-- start of Records to process --

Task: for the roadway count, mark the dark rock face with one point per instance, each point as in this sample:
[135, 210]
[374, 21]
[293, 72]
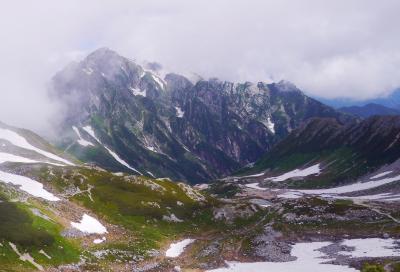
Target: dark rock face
[345, 152]
[169, 126]
[369, 110]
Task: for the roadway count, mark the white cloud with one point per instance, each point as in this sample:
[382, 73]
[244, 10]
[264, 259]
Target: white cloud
[328, 48]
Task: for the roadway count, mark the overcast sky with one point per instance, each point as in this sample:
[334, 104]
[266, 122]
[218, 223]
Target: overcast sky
[337, 48]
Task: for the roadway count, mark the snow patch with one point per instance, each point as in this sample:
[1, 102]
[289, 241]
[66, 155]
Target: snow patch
[89, 225]
[179, 112]
[172, 218]
[371, 247]
[355, 187]
[81, 141]
[381, 175]
[88, 70]
[138, 92]
[99, 241]
[255, 185]
[270, 125]
[312, 170]
[159, 81]
[176, 249]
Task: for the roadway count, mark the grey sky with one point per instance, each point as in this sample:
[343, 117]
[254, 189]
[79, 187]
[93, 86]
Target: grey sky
[328, 48]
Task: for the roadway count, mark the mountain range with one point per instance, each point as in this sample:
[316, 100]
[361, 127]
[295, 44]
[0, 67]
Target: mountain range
[151, 171]
[369, 110]
[125, 117]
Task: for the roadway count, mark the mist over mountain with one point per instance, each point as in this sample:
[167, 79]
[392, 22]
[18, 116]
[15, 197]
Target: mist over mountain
[200, 136]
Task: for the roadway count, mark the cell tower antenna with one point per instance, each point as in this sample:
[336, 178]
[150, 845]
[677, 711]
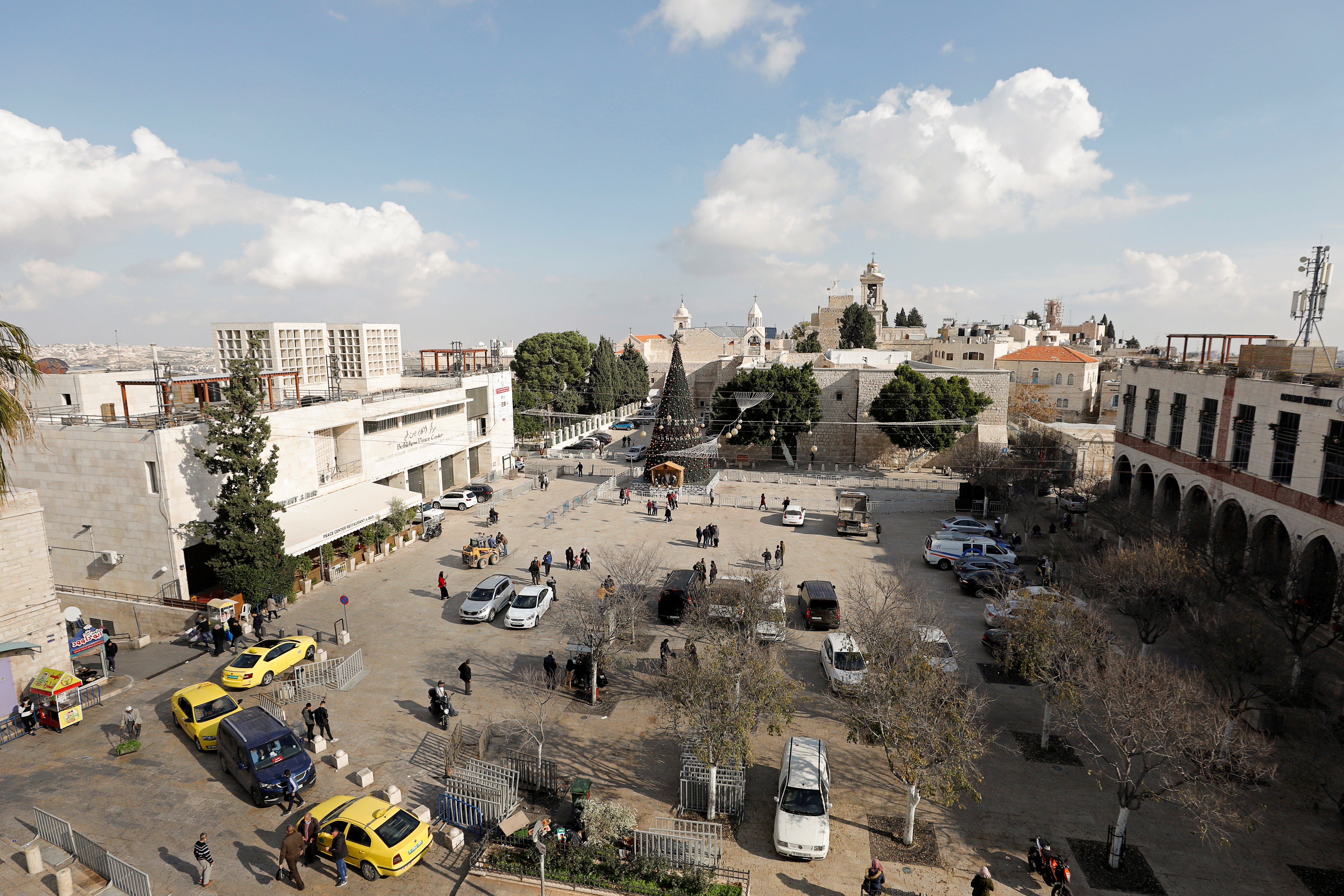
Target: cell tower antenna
[1310, 304]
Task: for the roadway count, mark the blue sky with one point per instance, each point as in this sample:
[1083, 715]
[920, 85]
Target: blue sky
[491, 170]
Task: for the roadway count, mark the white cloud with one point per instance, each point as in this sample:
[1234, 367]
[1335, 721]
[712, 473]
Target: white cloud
[713, 22]
[61, 193]
[920, 163]
[1175, 283]
[45, 280]
[409, 187]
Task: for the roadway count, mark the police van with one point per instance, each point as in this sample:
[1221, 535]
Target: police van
[941, 549]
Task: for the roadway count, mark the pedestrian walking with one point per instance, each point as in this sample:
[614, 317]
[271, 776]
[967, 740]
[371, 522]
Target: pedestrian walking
[290, 788]
[874, 879]
[339, 852]
[324, 723]
[308, 831]
[202, 852]
[29, 716]
[291, 851]
[552, 669]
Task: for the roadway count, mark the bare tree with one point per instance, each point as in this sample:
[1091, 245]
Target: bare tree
[928, 723]
[1054, 645]
[1155, 733]
[534, 702]
[718, 702]
[1148, 582]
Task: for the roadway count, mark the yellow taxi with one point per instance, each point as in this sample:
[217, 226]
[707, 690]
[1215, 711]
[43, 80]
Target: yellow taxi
[382, 839]
[261, 663]
[198, 711]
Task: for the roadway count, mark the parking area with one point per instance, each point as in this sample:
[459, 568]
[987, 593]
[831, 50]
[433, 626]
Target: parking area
[150, 807]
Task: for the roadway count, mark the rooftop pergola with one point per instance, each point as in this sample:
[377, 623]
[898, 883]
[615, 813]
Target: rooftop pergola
[203, 396]
[1206, 346]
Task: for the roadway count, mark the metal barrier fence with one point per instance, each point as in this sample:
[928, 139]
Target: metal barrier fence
[119, 874]
[535, 776]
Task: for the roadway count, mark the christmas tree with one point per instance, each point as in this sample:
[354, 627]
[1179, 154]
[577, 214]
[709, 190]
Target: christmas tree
[677, 426]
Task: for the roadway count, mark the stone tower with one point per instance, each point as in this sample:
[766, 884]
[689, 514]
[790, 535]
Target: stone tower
[870, 291]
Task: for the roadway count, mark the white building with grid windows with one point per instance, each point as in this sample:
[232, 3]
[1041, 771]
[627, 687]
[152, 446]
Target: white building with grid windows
[369, 357]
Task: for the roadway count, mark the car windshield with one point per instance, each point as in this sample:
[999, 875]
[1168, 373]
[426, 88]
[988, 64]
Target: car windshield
[849, 661]
[397, 828]
[269, 754]
[798, 801]
[218, 707]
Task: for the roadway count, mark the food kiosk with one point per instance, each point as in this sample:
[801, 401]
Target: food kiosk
[58, 699]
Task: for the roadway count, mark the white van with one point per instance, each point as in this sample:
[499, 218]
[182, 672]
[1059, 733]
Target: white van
[803, 802]
[941, 549]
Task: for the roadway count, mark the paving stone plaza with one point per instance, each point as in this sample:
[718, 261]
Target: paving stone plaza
[150, 807]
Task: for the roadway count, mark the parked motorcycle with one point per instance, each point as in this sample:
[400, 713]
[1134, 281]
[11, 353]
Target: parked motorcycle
[1053, 870]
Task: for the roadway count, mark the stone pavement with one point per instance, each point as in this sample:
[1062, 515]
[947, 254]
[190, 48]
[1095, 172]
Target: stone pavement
[150, 807]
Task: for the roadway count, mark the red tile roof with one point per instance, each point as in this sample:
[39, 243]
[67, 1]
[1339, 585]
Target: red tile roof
[1049, 354]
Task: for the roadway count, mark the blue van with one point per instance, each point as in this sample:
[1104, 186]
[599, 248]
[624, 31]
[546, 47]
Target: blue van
[259, 750]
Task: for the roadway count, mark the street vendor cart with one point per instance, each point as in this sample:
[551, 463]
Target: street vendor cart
[58, 699]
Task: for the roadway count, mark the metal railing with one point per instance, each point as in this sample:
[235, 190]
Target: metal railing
[119, 874]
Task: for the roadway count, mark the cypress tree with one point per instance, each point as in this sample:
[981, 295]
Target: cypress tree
[675, 428]
[251, 546]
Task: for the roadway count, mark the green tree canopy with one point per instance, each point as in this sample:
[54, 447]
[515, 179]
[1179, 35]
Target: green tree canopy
[910, 397]
[794, 409]
[858, 330]
[249, 545]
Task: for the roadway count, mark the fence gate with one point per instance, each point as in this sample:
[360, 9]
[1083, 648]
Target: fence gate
[533, 774]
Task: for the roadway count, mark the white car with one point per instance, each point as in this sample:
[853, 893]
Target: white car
[428, 511]
[529, 608]
[939, 649]
[490, 597]
[968, 524]
[460, 499]
[843, 664]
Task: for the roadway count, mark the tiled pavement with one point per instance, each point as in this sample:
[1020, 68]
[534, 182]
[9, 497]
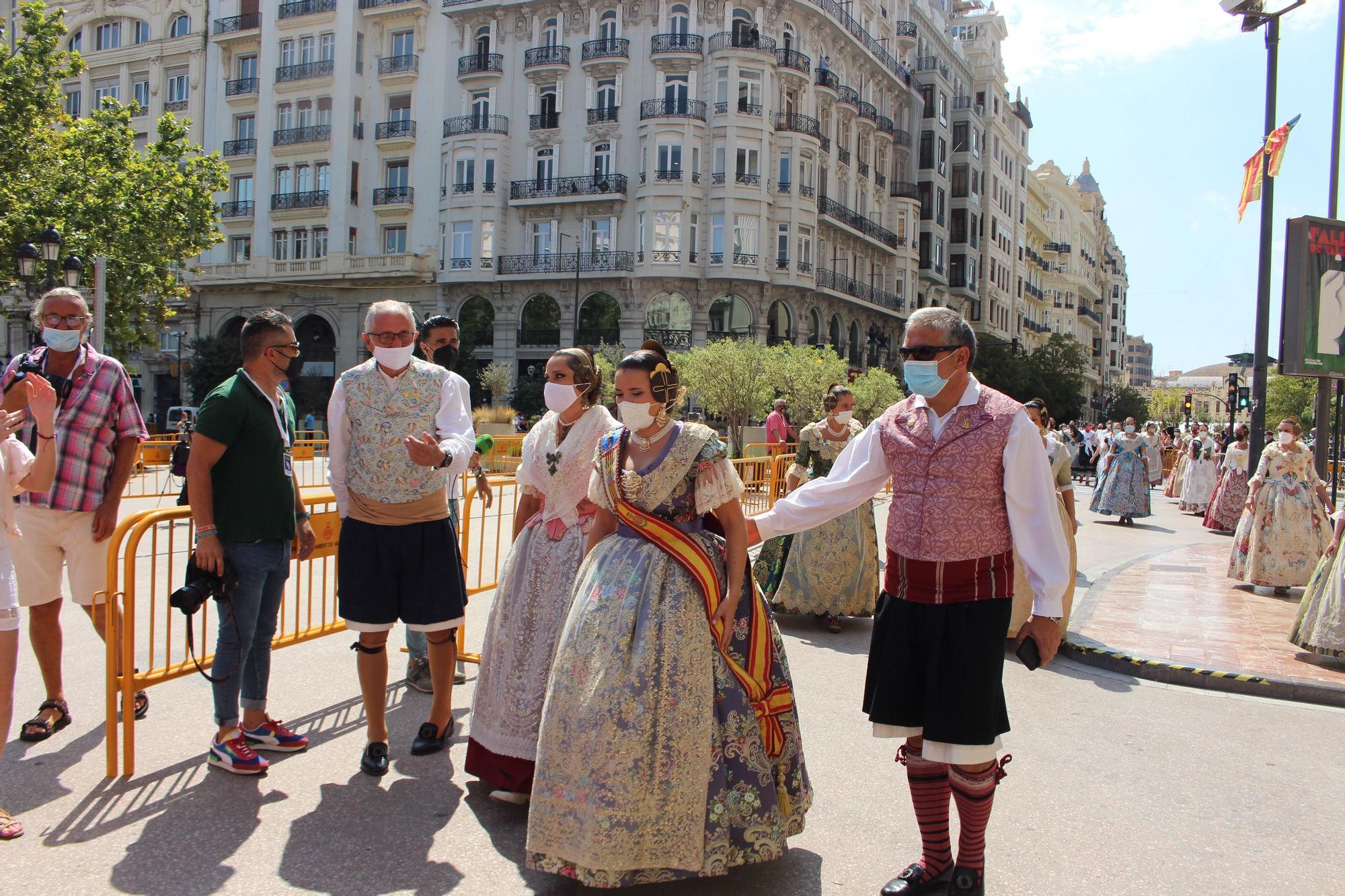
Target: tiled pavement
[1180, 606]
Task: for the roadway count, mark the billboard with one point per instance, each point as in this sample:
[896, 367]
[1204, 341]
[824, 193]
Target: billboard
[1312, 339]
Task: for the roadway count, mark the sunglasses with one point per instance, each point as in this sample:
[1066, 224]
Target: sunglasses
[925, 353]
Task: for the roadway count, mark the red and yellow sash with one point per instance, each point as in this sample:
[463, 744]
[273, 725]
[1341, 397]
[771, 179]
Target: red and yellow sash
[767, 697]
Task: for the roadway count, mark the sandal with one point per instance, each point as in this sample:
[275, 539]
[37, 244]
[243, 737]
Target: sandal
[10, 826]
[46, 727]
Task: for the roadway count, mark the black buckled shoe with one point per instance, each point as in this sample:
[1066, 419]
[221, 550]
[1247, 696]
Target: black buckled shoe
[375, 762]
[430, 740]
[968, 881]
[909, 881]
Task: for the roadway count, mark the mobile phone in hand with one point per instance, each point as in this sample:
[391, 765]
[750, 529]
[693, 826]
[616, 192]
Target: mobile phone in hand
[1030, 653]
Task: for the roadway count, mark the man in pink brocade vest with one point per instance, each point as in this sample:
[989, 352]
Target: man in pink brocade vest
[970, 483]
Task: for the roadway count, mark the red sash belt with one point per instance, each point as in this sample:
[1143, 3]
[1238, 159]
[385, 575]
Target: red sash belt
[949, 581]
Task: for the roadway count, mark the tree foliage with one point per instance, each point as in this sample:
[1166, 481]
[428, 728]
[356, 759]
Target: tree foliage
[147, 212]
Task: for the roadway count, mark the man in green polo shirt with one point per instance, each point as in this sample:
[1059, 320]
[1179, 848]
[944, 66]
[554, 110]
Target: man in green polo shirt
[248, 510]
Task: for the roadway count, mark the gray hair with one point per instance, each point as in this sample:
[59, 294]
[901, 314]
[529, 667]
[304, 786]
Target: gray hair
[389, 307]
[60, 292]
[950, 325]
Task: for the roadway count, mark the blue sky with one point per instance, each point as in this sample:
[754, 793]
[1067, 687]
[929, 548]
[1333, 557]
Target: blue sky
[1167, 100]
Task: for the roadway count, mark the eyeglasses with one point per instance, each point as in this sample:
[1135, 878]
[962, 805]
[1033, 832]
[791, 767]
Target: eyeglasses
[388, 339]
[71, 321]
[925, 353]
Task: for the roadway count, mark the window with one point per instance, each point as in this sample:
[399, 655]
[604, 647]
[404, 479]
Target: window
[395, 240]
[240, 249]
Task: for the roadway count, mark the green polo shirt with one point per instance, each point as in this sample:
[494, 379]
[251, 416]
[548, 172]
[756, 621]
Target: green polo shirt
[255, 498]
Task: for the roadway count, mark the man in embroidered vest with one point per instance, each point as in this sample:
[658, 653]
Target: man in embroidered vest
[399, 553]
[969, 485]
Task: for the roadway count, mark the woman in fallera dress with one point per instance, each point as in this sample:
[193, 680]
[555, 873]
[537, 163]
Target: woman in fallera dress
[669, 744]
[1286, 522]
[831, 571]
[551, 532]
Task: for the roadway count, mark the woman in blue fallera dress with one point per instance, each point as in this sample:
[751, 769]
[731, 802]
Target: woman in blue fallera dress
[669, 744]
[1125, 489]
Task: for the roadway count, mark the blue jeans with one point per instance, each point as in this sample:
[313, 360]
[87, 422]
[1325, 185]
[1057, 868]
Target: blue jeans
[416, 643]
[244, 639]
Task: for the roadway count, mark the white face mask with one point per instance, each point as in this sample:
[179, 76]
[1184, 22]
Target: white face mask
[393, 357]
[637, 415]
[560, 396]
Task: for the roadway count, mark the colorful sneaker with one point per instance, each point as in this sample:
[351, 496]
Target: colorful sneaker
[236, 756]
[272, 735]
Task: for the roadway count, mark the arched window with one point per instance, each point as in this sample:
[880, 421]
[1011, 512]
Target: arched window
[601, 321]
[730, 317]
[477, 322]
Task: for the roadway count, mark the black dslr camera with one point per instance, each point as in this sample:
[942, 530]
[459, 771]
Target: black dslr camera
[202, 585]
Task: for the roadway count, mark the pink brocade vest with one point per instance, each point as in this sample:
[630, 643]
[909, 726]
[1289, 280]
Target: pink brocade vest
[949, 497]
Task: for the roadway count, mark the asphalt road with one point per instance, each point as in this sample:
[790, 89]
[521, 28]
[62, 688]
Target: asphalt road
[1117, 786]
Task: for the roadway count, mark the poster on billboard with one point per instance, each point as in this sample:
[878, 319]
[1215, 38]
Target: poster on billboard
[1312, 341]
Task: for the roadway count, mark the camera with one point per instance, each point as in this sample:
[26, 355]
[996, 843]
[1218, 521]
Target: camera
[201, 585]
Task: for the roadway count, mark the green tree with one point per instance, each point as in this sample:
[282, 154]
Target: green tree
[730, 378]
[213, 361]
[147, 212]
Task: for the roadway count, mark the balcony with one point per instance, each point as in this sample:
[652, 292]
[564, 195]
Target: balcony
[481, 65]
[677, 44]
[545, 58]
[399, 69]
[560, 264]
[793, 60]
[395, 196]
[855, 221]
[673, 108]
[295, 136]
[742, 41]
[243, 87]
[240, 149]
[475, 124]
[299, 201]
[798, 124]
[605, 50]
[305, 9]
[840, 283]
[587, 189]
[306, 71]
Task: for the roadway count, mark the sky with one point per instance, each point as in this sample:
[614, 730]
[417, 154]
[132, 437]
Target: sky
[1167, 100]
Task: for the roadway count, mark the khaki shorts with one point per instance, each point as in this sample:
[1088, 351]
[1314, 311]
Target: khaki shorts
[52, 538]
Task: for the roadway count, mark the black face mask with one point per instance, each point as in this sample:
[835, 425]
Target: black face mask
[447, 357]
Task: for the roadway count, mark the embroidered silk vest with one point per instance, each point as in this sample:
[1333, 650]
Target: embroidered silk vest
[380, 419]
[948, 497]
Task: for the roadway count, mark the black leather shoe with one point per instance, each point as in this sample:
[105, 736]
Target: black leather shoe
[968, 881]
[375, 762]
[428, 740]
[909, 881]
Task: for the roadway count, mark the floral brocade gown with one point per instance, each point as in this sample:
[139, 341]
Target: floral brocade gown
[829, 569]
[650, 763]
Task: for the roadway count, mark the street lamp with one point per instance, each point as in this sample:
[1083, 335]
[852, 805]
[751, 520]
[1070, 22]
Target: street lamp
[1254, 17]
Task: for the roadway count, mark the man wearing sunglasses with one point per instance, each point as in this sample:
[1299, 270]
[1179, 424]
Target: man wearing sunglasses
[400, 431]
[970, 483]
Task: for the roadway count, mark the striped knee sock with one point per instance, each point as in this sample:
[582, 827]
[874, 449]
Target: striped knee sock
[976, 795]
[930, 795]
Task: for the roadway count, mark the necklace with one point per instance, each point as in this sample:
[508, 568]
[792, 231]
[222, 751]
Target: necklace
[645, 444]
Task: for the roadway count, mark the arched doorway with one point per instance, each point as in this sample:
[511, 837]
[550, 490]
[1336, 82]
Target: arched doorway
[669, 319]
[779, 325]
[730, 318]
[601, 321]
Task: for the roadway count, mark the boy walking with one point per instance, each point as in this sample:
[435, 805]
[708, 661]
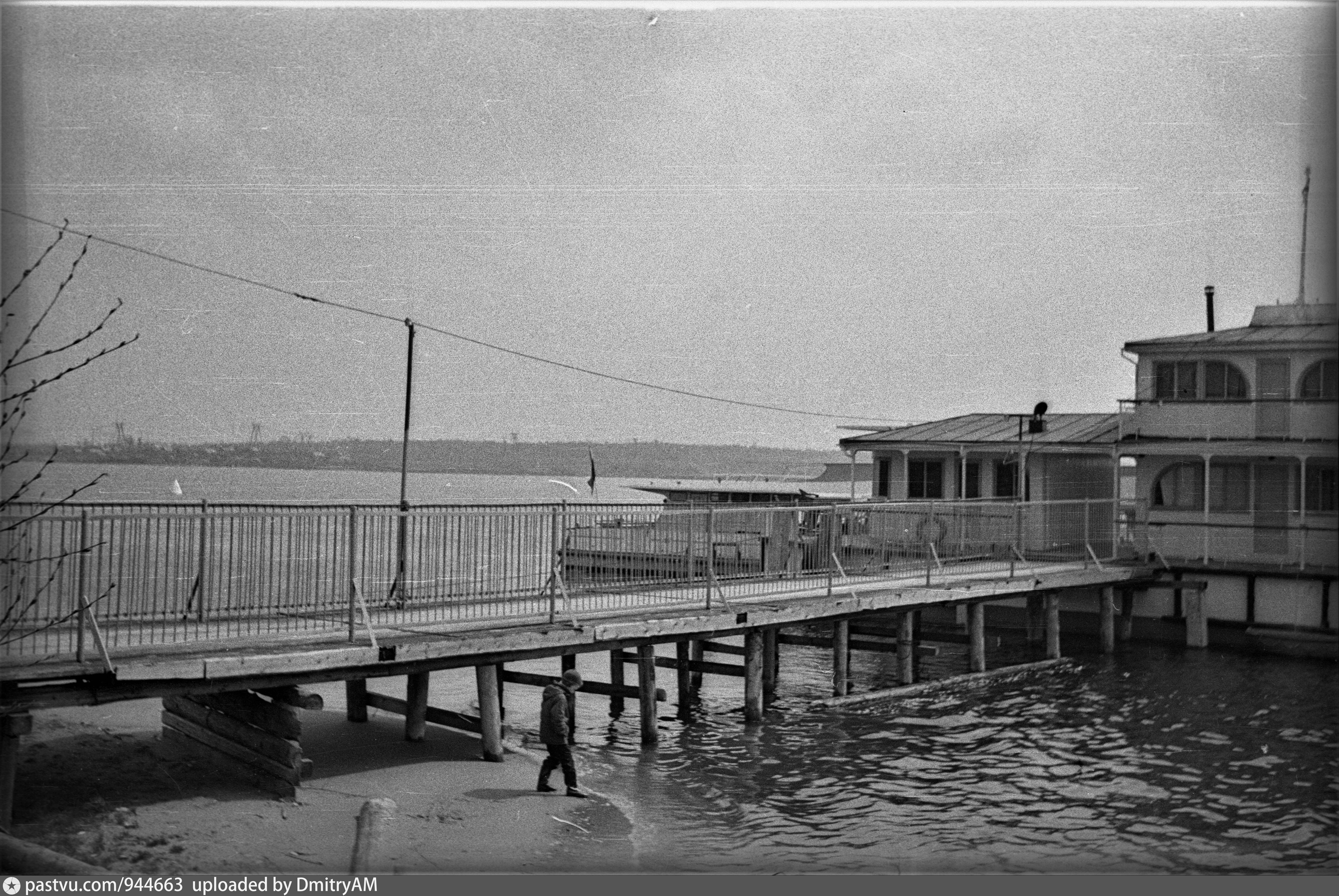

-- end of Records to process --

Turn the part of the rows above that opens with the line containing "Task: for the roadway count, mark the striped" and closes at the end of the rows into a numbered list. Skip blank lines and leave the pictures out.

1. Task: for the roadway count, mark the striped knee sock with one point per instance, each point as in this sample:
2. [582, 827]
3. [874, 449]
4. Target: striped knee sock
5. [976, 795]
6. [930, 795]
7. Task: for the roadway count, mark the necklace with one point per instance, each point as in this sample:
8. [508, 568]
9. [792, 231]
10. [222, 751]
11. Target: necklace
12. [645, 444]
13. Task: for the roadway count, mark the arched doorway with one point per instance, each point as in this sample:
14. [511, 837]
15. [550, 490]
16. [1336, 82]
17. Target: arched doorway
18. [669, 319]
19. [779, 325]
20. [730, 318]
21. [601, 321]
22. Task: for the roadway count, mark the boy walking with one point per instance, each point as in this sample:
23. [435, 805]
24. [708, 661]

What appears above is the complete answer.